Rewrite all the rows below, swapping "Reply" for "Answer" and keeping every other word the same.

::::::

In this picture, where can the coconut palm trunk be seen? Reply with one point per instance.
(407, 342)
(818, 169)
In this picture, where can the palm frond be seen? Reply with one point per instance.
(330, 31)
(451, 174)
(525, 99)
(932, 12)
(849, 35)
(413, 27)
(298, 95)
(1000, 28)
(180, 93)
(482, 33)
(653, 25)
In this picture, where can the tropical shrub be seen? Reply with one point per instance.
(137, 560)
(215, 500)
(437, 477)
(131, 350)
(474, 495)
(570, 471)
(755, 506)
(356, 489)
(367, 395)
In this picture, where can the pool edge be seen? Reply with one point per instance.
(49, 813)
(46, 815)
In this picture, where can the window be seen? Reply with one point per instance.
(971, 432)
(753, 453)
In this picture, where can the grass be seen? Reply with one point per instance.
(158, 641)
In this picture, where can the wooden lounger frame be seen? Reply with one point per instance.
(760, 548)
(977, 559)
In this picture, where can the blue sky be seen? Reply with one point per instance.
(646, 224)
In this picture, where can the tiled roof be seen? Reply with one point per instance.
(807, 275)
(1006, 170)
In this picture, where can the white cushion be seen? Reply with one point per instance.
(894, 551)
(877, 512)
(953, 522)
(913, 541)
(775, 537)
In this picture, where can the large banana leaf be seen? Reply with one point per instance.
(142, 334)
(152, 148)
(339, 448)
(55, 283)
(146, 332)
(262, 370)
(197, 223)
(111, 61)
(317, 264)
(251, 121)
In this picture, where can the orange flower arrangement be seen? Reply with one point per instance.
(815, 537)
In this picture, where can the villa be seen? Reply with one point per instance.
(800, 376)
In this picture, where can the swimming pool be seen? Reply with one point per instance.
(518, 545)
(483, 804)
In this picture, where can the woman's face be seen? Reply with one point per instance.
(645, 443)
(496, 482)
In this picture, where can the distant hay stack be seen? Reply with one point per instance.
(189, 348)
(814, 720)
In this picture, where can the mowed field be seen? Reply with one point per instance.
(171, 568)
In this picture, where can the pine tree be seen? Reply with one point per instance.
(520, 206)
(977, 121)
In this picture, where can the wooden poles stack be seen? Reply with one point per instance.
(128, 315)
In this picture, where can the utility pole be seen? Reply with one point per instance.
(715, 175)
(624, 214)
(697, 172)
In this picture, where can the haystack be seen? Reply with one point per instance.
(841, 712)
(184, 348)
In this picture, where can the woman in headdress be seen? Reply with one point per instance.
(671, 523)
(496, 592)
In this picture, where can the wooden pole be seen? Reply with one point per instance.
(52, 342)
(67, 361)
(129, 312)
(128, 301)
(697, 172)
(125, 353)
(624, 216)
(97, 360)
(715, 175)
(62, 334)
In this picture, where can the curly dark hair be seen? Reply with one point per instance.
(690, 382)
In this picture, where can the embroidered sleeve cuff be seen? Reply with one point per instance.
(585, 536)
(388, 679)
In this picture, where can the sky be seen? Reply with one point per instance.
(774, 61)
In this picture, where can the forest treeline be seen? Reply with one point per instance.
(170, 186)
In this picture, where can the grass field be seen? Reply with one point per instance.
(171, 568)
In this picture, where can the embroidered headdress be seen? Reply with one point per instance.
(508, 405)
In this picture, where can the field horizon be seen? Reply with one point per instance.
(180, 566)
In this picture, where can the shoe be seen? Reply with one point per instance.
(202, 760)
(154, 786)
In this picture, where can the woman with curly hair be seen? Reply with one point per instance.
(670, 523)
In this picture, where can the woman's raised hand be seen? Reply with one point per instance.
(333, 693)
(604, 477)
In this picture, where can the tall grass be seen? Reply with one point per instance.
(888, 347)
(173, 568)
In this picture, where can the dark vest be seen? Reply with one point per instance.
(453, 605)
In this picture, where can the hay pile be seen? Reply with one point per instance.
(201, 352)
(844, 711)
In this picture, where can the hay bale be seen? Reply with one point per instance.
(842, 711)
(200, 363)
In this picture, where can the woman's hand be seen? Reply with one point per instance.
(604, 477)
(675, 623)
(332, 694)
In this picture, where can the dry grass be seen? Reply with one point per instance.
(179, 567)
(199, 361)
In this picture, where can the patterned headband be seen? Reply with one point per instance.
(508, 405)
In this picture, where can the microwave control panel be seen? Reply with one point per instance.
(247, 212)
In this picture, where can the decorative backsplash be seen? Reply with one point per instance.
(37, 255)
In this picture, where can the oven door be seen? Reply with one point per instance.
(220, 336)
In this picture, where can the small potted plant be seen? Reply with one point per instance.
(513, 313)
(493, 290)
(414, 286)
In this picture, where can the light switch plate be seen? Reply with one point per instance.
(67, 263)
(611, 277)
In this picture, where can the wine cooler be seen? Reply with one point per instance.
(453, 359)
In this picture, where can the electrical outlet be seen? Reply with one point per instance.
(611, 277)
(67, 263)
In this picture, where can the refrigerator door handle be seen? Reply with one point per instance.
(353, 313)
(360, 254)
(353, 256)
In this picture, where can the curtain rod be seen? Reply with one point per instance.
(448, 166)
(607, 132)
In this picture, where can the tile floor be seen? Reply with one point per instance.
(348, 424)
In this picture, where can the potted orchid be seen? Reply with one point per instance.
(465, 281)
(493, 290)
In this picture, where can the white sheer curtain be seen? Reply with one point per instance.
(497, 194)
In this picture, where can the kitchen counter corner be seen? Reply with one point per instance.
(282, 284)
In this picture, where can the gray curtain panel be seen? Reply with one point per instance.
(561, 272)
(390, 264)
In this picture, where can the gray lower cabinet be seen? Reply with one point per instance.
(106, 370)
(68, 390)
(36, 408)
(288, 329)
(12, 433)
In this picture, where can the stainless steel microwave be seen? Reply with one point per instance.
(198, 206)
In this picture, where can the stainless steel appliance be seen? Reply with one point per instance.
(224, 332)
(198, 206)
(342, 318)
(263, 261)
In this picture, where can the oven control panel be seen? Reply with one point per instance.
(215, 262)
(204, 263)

::::::

◆ Solution
In this picture, where can the coconut palm trunk be seen? Answer with one point per instance.
(407, 342)
(818, 169)
In this picture, where can the palm frond be seen? Answer with one point per instance.
(330, 31)
(451, 174)
(525, 99)
(932, 12)
(849, 35)
(413, 27)
(298, 95)
(1000, 28)
(180, 93)
(482, 33)
(653, 25)
In this picture, where can the tropical shrub be seen? Answer with one point per instance.
(137, 560)
(215, 500)
(437, 477)
(131, 350)
(474, 495)
(570, 471)
(755, 506)
(356, 489)
(367, 395)
In this picture, where can the pool edge be seen? Answer with one point per instance.
(49, 813)
(46, 815)
In this picture, where can the window be seen? Answer with one point per instance.
(971, 432)
(753, 453)
In this picture, where can the grass be seen? Answer with one point per instance.
(158, 641)
In this picture, where can the wooden lounger frame be seen? Answer with one point per instance.
(760, 548)
(977, 559)
In this picture, where can the blue sky be seen? Answer with one point per instance.
(646, 224)
In this picture, where can the tiled roof be seen? Answer with one point per instance.
(807, 275)
(1006, 170)
In this picture, where can the white cushion be seen? Answer with one point per instance.
(894, 551)
(877, 512)
(953, 522)
(913, 541)
(775, 537)
In this picture, where can the large banana leaf be seen? Answer with one point per instance.
(142, 334)
(152, 148)
(339, 448)
(55, 283)
(146, 332)
(262, 370)
(197, 223)
(111, 61)
(317, 264)
(251, 121)
In this picture, where can the orange flower arrangement be seen? Answer with one point per instance.
(815, 537)
In this picture, where can the villa be seen? Answer with one point per instance.
(800, 376)
In this picture, where can the swimming pool be seen? Answer with one point per instance.
(518, 545)
(483, 804)
In this picture, where can the woman's face be seen? Answer with one point per instance.
(645, 443)
(496, 482)
In this picture, where can the distant hay stack be seen? Answer with one point per instance.
(189, 348)
(814, 720)
In this picture, where can the mowed field be seen? Answer with one point per instance.
(171, 568)
In this picture, where can the pine tree be seen? Answer with one point per instance.
(520, 206)
(977, 121)
In this picture, where can the wooden poles stack be seen? Answer with one point per instance.
(128, 315)
In this picture, where can the utility pole be seen? Answer with one point per instance.
(715, 175)
(624, 214)
(697, 172)
In this picture, where can the haystack be seen? Answer with one point per instance.
(841, 712)
(184, 348)
In this picture, where can the woman in headdress be seen? Answer with one point per instance.
(671, 523)
(496, 592)
In this picture, where can the wooden pole be seen? Answer with one point per instance.
(52, 342)
(67, 361)
(129, 312)
(128, 301)
(697, 172)
(125, 353)
(624, 216)
(97, 360)
(715, 175)
(62, 334)
In this picture, where can the curly dark hair be seen? Answer with one point per instance.
(690, 382)
In this picture, where can the embroidered sleeve cuff be seen? Answer with one point per instance.
(585, 536)
(388, 679)
In this picture, where can the sky be seen? Answer with one point per instance.
(774, 61)
In this picture, where can the forest treeline be seen? Answer with one point per instance.
(170, 186)
In this picture, where can the grass field be seen? Answer with one point per instance.
(171, 568)
In this picture, where can the embroidered headdress be seen? Answer with one point per instance.
(508, 405)
In this picture, where can the field horizon be seen? Answer with one point per instance.
(180, 566)
In this picture, where can the shoe be seen? Answer with one point per instance.
(202, 760)
(154, 786)
In this picture, where can the woman with curly hair be seen? Answer with one point per instance.
(670, 523)
In this picture, where can the woman's raised hand be seen? Answer with one point per instance.
(333, 693)
(604, 477)
In this picture, where can the tall grass be seen? Answer with one point per instance.
(888, 347)
(173, 568)
In this picture, where can the dark vest be seen? Answer with one point per instance.
(453, 605)
In this picture, where can the hay pile be seen? Answer with one point per instance.
(201, 352)
(844, 711)
In this picture, where can the hay bale be seen? Answer with one point per instance.
(842, 711)
(200, 363)
In this picture, where can the woman's hand be seen? Answer with one point per instance.
(604, 477)
(675, 623)
(332, 694)
In this picture, where can the dry grass be seen? Answer with one point per instance.
(179, 567)
(199, 361)
In this picture, where can the patterned headband be seen? Answer with one point per instance.
(508, 405)
In this picture, where can the microwave control panel be seen? Answer with one point per instance.
(247, 212)
In this picture, where can the decorative backsplash be seen? Answer with one point per instance.
(37, 255)
In this picture, where can the oven door be seen? Answer with one point per instance.
(220, 336)
In this picture, where can the small potted plant be seen? Answer with one point per instance.
(513, 313)
(493, 290)
(414, 286)
In this picture, where can the light switch plate be seen? Answer with one point per instance.
(67, 263)
(611, 277)
In this picture, where can the wine cooler be seen? Answer with one point per instance.
(453, 359)
In this picture, where can the electrical outlet be seen? Answer with one point per instance.
(611, 277)
(67, 263)
In this picture, where can the refrigerator door handle be seen? Answer with one point per instance.
(353, 313)
(360, 254)
(353, 256)
In this picture, where can the curtain rod be seen? Answer with one point per instance.
(448, 166)
(607, 132)
In this picture, where can the tile floor be seen? Answer with one point per instance.
(348, 424)
In this picture, where can the potted orchid be seen? Answer with one point per instance.
(465, 281)
(493, 290)
In this picture, where can the white sheer curtain be seen? Answer with one point per instance.
(497, 194)
In this picture, where can the kitchen counter corner be seen? Answer with one point per instance.
(282, 284)
In this picture, where can the gray curtain panel be seen? Answer with one point per instance.
(561, 272)
(390, 264)
In this picture, where can the gray lower cabinet be seen? Answer with one point per instance.
(106, 370)
(68, 390)
(36, 408)
(288, 329)
(12, 433)
In this picture, where can the stainless steel microwave be seen? Answer with one point per instance.
(198, 206)
In this picture, where can the stainless steel appliance be seen? Answer with one point per instance.
(224, 332)
(198, 206)
(342, 318)
(263, 261)
In this picture, where can the oven control panel be seen? Answer with one point per instance.
(215, 262)
(204, 263)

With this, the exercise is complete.